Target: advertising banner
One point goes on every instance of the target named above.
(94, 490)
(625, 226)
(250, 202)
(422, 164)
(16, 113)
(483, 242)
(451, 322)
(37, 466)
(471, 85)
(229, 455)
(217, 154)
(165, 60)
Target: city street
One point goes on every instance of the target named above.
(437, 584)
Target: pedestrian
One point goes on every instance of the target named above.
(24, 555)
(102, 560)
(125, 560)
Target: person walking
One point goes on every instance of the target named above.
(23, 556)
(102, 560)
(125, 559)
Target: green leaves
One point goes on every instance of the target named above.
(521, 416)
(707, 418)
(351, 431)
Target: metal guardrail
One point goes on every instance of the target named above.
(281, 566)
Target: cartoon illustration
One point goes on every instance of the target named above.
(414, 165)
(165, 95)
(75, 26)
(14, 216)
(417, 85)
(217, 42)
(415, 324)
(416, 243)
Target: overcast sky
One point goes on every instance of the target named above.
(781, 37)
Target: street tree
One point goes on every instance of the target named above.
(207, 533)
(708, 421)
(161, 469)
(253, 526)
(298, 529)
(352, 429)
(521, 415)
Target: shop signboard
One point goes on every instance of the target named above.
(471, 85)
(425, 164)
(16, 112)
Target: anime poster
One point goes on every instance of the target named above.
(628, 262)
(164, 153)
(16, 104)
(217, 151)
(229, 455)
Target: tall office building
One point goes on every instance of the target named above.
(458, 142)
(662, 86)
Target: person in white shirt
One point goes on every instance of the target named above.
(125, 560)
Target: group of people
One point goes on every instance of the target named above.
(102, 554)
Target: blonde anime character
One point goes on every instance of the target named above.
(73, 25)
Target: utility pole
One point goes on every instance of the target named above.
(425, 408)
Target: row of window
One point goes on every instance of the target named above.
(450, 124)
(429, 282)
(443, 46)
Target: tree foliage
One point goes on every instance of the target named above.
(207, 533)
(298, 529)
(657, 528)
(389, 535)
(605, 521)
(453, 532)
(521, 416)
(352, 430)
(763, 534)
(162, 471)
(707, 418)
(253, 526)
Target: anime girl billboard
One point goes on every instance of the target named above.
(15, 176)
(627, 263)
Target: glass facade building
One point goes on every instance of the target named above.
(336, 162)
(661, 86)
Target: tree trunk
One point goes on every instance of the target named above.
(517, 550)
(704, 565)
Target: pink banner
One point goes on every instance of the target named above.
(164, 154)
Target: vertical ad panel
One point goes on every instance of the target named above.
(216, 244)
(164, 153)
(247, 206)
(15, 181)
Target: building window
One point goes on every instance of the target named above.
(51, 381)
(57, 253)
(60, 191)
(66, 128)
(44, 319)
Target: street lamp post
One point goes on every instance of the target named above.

**What this task involves**.
Using the listing above, reproduce each line without omission.

**Full answer**.
Target: advertising banner
One point goes on every instance of the target named above.
(94, 490)
(625, 226)
(250, 202)
(422, 164)
(16, 113)
(483, 242)
(451, 322)
(37, 466)
(471, 85)
(229, 455)
(217, 154)
(165, 60)
Target: city street
One point goes on every instance of the target named above.
(437, 584)
Target: pedestrian
One point goes on every instance of the target named above.
(24, 555)
(102, 560)
(125, 560)
Target: person walking
One point goes on every instance of the target named above.
(23, 556)
(102, 560)
(125, 559)
Target: green leaves
One point goes on every instance of the target named above.
(521, 416)
(707, 418)
(351, 431)
Target: metal guardrail
One point goes on every instance of the target named above.
(281, 566)
Target: cartoon illustration
One point goes on every instance of the target named above.
(414, 165)
(165, 95)
(75, 26)
(14, 216)
(417, 85)
(217, 42)
(415, 324)
(416, 243)
Target: overcast sky
One point goes on every instance of the target named above.
(781, 37)
Target: street tree
One point goes on every instance of the target named above.
(207, 533)
(708, 421)
(161, 469)
(253, 526)
(298, 529)
(352, 429)
(521, 415)
Target: shop signboard
One point goes on every instance of the target named above.
(471, 85)
(425, 164)
(16, 112)
Target: anime poster
One point goes on every instance of the target named above.
(628, 262)
(164, 153)
(16, 104)
(217, 151)
(229, 455)
Target: tall office building
One point goes on every instance of the target named above.
(458, 142)
(662, 86)
Target: person in white shirt
One point goes on every instance of the target named above.
(125, 560)
Target: group of people
One point goes on every instance of the target named above.
(102, 554)
Target: blonde anime character
One point goes on every instance of the target named above.
(73, 25)
Target: utility pole
One point goes on every instance of the target named above.
(425, 408)
Target: row of window
One point goes on every instance of the target named above.
(450, 124)
(429, 282)
(443, 46)
Target: tree foliage
One point goes on every instance of the target named above.
(207, 533)
(298, 529)
(657, 528)
(389, 535)
(605, 521)
(453, 532)
(521, 416)
(352, 430)
(763, 534)
(162, 471)
(707, 418)
(253, 526)
Target: anime girl billboard
One point goes on every instance of the target named above.
(15, 176)
(627, 263)
Target: glass facade building
One point goes on every instance of the target named above.
(336, 162)
(661, 86)
Target: tree trunk
One point goes on every instance of the target named above.
(517, 550)
(704, 565)
Target: pink banner
One point goes on every instance of the target named above.
(164, 154)
Target: vertical ad panel
One point goes on every instance of the target named above.
(216, 244)
(164, 153)
(247, 206)
(15, 181)
Target: building window
One point goes on every instance of the target named above.
(51, 381)
(57, 253)
(60, 191)
(66, 128)
(44, 319)
Target: street lamp post
One point goes on every instance of the target named above.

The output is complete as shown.